Sermon by the Rev. Amanda Currie
2 Corinthians 8:7-15
In today’s portion of Paul’s letter to the Corinthian Christians, the apostle is making an appeal for financial support. It’s not an appeal for the Corinthians to support Paul personally, but to send money to the Church in Jerusalem where the Christians are in need.
The equivalent in our context would be when our Stewardship Committee gets up before the congregation and asks that we consider our gifts to Presbyterians Sharing or to Presbyterian World Service and Development. They’re not asking for donations for the general fund of our church, but they’re asking that we be intentional about the gifts that we make to the church’s mission and ministry beyond our congregation.
Since today is the first Sunday of the month, Karen has included in the bulletin a little report on the offerings made during the month of June, as well as our giving goals for the month of July. And as you can see, we did very well last month. In some of the previous months, we weren’t quite as successful in meeting our giving goals, but in June we did quite well.
In fact, I want to be clear today that the purpose of my sermon is not going to be to appeal to you in the way that Paul was appealing to the Corinthian Christians to increase their generosity and to follow through on their commitments to give. Because this congregation already does very well at giving.

__________

- WHAT YOU SHOULD DO: Write out the part of the sermon that begins at the words "Since today is" and stops after "did quite well.", copying it word for word.

__________

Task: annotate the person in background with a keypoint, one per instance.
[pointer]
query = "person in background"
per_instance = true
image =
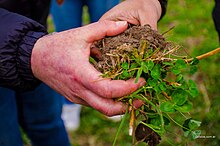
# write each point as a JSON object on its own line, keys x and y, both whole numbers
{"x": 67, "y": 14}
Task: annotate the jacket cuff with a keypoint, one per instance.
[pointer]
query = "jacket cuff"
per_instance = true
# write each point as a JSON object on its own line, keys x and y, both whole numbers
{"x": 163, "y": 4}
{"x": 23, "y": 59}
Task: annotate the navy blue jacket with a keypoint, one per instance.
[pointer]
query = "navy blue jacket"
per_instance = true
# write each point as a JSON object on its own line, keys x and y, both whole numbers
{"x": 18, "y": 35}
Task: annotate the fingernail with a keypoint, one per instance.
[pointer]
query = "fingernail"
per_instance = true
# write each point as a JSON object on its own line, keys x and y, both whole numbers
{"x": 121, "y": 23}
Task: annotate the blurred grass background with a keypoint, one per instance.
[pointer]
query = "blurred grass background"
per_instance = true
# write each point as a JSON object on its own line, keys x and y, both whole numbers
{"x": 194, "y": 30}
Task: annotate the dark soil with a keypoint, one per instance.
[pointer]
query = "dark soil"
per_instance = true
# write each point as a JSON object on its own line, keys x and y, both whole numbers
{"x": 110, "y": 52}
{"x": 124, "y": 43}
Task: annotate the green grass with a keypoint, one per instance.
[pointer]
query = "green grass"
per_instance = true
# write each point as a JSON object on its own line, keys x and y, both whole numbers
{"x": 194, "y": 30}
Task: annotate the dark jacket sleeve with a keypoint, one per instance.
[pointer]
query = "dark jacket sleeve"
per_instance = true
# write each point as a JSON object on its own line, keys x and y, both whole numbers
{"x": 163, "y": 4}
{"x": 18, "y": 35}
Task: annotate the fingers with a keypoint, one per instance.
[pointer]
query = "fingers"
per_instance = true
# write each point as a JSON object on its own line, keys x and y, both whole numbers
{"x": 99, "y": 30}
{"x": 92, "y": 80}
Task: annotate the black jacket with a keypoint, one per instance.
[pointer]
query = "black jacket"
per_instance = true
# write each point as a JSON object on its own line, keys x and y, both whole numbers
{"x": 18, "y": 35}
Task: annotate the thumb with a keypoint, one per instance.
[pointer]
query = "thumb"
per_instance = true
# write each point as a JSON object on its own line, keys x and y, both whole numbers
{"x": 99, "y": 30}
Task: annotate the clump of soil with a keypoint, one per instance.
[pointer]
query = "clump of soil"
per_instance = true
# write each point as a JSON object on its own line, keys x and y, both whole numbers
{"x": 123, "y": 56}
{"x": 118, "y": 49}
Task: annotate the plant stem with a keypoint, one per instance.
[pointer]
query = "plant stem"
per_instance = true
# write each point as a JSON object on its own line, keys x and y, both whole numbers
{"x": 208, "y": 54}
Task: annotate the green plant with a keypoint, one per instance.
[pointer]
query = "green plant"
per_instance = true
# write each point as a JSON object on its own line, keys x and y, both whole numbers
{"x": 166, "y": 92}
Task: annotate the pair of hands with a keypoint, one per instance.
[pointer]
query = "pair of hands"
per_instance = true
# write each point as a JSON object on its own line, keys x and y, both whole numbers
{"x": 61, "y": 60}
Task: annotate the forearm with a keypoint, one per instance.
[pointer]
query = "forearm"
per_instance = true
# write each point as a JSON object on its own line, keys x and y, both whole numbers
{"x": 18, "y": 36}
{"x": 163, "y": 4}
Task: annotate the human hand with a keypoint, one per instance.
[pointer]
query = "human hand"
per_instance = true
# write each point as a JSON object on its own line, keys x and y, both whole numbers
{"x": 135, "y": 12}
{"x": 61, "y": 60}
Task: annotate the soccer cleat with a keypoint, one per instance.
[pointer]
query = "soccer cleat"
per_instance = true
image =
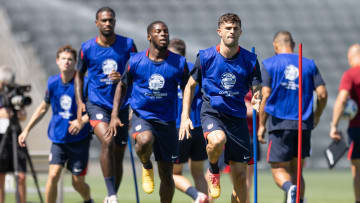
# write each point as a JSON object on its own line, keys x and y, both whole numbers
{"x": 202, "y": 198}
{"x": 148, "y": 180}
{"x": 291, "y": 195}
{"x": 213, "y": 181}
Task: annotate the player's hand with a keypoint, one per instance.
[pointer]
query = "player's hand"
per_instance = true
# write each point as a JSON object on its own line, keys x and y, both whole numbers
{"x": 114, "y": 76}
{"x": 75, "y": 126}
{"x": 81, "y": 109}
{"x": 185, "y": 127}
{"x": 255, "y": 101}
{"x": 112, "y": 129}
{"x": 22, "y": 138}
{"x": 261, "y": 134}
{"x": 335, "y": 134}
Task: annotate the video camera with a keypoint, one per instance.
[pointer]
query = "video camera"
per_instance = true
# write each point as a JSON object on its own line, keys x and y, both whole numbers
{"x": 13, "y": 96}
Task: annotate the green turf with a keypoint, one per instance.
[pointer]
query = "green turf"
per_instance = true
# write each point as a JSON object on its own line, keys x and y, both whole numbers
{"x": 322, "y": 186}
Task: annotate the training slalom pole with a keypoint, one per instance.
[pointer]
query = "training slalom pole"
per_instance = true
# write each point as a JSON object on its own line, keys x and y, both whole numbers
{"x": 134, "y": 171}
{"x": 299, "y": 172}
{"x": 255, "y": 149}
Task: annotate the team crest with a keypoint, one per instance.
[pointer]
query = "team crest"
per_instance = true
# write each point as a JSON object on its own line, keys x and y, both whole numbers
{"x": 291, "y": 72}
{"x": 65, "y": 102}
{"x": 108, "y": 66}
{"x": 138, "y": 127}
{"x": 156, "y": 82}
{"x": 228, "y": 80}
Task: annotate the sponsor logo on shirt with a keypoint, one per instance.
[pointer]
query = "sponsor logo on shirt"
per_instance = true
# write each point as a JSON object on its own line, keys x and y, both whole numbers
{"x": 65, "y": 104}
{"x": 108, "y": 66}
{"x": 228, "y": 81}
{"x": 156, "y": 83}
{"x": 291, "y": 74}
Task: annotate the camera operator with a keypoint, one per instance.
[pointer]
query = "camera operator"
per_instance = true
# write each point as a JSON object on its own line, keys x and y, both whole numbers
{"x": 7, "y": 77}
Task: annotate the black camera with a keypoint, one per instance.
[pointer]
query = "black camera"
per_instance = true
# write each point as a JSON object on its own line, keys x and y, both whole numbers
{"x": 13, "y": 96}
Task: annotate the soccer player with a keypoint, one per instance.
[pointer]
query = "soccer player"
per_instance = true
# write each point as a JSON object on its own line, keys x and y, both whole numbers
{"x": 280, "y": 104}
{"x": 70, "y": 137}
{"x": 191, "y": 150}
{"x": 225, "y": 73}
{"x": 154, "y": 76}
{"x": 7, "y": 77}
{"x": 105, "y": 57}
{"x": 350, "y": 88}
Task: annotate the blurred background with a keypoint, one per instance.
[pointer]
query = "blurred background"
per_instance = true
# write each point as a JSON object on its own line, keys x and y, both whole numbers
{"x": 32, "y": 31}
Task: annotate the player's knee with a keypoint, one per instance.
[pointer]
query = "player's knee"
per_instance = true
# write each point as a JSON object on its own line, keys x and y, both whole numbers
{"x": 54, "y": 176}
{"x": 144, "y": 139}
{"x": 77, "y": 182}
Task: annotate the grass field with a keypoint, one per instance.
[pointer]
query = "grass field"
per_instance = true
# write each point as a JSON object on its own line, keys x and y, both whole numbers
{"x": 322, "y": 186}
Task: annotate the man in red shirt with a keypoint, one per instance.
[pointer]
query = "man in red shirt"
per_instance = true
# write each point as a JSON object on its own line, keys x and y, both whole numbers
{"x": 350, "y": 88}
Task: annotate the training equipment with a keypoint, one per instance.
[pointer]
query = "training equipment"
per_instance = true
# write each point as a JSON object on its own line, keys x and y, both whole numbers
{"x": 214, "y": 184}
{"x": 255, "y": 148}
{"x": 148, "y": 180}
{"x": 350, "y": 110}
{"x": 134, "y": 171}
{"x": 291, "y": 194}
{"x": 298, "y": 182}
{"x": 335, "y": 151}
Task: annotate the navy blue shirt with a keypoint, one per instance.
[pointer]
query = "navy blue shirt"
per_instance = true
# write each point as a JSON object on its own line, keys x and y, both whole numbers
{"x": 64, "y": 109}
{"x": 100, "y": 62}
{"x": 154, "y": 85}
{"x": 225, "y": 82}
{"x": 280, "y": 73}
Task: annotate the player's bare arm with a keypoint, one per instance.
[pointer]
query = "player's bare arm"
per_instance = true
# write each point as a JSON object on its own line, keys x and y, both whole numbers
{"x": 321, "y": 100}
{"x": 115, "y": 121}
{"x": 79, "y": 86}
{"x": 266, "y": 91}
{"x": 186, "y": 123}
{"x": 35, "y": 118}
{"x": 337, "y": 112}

__________

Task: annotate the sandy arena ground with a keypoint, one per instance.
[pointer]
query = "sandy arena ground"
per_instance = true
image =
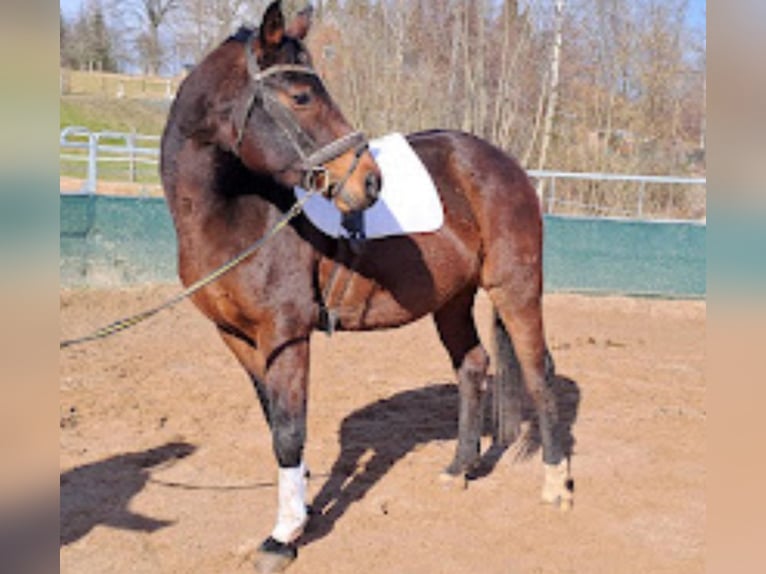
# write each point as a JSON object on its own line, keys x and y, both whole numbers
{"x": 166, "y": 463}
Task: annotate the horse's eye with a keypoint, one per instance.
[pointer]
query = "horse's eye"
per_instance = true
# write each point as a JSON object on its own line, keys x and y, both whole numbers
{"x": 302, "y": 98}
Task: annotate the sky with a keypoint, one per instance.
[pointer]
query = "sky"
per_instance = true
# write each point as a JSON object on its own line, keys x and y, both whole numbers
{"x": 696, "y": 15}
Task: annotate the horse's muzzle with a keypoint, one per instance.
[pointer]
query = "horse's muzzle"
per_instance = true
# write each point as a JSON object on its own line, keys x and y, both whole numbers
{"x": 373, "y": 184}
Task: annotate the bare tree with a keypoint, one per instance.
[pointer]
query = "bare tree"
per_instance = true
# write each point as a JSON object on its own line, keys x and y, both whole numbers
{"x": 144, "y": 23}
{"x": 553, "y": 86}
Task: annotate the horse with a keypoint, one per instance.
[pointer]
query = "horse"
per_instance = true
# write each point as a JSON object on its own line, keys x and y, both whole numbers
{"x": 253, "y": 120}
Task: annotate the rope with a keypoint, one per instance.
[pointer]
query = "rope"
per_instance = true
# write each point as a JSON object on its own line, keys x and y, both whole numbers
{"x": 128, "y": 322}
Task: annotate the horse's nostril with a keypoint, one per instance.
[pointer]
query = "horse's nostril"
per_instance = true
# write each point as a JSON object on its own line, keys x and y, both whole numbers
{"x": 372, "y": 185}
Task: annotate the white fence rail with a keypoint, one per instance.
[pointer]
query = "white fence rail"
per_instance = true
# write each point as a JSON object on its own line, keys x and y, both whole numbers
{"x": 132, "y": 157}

__________

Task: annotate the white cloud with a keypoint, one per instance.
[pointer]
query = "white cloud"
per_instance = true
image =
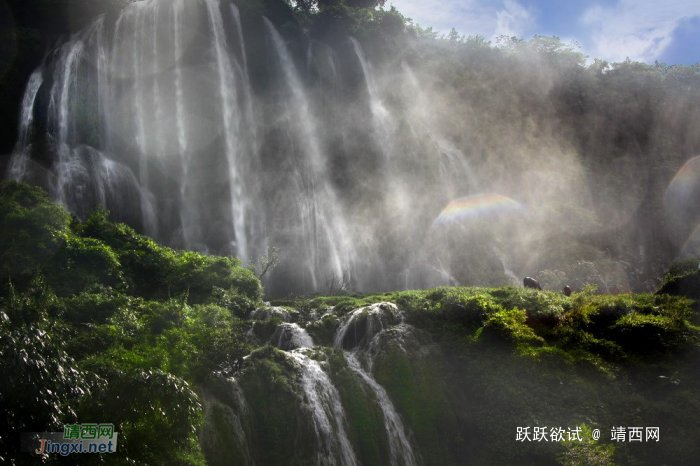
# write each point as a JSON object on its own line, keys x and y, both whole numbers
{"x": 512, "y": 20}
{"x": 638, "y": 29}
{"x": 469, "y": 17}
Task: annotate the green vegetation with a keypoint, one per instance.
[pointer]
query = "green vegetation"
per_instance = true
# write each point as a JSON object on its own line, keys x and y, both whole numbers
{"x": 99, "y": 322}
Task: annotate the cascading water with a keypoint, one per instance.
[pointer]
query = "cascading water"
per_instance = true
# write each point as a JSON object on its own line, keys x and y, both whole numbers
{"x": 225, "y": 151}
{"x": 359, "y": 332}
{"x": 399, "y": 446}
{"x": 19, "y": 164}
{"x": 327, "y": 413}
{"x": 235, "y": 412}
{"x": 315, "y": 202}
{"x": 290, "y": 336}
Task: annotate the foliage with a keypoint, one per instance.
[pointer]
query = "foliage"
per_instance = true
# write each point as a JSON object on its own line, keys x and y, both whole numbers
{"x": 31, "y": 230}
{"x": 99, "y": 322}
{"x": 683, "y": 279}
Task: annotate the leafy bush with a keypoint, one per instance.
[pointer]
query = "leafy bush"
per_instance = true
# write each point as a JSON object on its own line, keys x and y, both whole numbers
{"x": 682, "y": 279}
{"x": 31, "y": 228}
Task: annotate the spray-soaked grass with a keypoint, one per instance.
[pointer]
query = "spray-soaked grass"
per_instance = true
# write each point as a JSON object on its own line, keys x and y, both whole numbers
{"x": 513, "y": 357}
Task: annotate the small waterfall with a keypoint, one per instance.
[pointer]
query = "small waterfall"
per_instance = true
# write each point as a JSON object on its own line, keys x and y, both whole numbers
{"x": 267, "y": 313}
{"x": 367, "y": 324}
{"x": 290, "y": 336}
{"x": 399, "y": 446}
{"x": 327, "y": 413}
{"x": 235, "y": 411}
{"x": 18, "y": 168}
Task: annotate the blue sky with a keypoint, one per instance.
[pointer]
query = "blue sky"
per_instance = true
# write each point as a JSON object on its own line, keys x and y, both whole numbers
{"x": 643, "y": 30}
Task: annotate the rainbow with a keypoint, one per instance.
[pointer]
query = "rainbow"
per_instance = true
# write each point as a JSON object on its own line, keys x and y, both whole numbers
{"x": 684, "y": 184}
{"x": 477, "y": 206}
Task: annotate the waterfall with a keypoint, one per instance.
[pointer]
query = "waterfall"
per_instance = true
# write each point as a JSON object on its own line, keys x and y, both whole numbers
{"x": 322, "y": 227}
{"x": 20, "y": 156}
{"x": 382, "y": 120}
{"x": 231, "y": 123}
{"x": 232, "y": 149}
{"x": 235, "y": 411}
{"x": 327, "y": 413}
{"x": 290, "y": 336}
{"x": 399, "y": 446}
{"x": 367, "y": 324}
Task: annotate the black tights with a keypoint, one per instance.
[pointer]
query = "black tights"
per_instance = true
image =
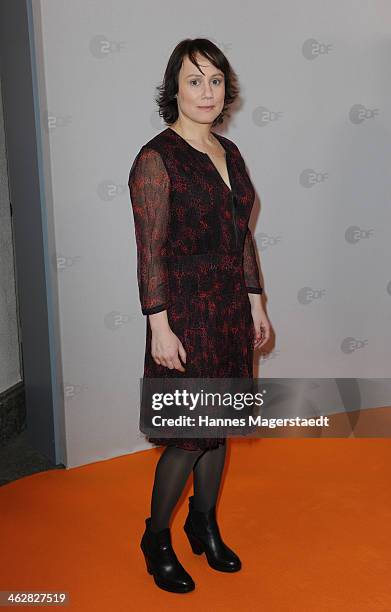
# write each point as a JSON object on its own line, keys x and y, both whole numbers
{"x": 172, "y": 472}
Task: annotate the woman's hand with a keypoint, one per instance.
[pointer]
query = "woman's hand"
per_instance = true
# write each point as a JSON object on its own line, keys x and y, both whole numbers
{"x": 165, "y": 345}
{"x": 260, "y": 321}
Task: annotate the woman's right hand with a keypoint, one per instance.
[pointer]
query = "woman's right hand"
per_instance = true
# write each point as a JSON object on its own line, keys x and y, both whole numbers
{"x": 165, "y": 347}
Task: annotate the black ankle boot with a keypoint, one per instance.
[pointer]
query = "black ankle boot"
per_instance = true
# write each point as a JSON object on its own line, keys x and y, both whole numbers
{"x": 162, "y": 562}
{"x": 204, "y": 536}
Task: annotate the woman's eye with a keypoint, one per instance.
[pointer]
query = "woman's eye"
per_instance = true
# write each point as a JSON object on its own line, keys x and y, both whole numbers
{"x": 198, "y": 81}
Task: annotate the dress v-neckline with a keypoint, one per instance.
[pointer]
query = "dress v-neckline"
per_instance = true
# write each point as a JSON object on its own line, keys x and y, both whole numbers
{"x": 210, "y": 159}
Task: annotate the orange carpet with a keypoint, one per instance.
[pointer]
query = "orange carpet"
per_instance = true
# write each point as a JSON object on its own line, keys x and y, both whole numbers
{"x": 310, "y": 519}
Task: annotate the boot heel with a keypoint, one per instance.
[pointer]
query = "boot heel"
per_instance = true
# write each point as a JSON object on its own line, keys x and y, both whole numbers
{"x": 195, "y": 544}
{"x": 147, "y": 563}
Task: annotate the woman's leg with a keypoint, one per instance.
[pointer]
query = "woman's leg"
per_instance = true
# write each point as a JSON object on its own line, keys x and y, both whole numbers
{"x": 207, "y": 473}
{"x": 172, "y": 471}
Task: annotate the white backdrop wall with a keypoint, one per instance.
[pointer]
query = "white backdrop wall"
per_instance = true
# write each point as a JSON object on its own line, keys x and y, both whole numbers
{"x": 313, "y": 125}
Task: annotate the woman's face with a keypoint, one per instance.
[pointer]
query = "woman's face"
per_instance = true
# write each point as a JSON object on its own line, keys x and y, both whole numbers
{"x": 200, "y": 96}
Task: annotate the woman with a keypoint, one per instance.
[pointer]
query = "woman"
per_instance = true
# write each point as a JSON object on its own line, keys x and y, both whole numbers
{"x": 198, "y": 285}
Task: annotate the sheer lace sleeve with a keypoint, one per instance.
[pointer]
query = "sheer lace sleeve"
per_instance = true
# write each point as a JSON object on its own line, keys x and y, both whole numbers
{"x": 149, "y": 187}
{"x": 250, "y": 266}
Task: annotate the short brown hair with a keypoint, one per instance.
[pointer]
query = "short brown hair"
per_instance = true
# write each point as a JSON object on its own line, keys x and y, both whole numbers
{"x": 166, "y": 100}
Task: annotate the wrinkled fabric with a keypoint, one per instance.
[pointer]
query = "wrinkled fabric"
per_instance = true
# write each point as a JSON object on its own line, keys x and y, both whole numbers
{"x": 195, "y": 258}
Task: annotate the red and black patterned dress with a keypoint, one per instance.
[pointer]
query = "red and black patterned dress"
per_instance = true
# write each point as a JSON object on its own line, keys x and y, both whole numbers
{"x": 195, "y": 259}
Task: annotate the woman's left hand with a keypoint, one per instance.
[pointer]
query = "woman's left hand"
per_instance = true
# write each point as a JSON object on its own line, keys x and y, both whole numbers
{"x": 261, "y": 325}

__________

- SOLUTION TO THIS TASK:
Since today is the first Sunday of the month, Karen has included in the bulletin a little report on the offerings made during the month of June, as well as our giving goals for the month of July. And as you can see, we did very well last month. In some of the previous months, we weren’t quite as successful in meeting our giving goals, but in June we did quite well.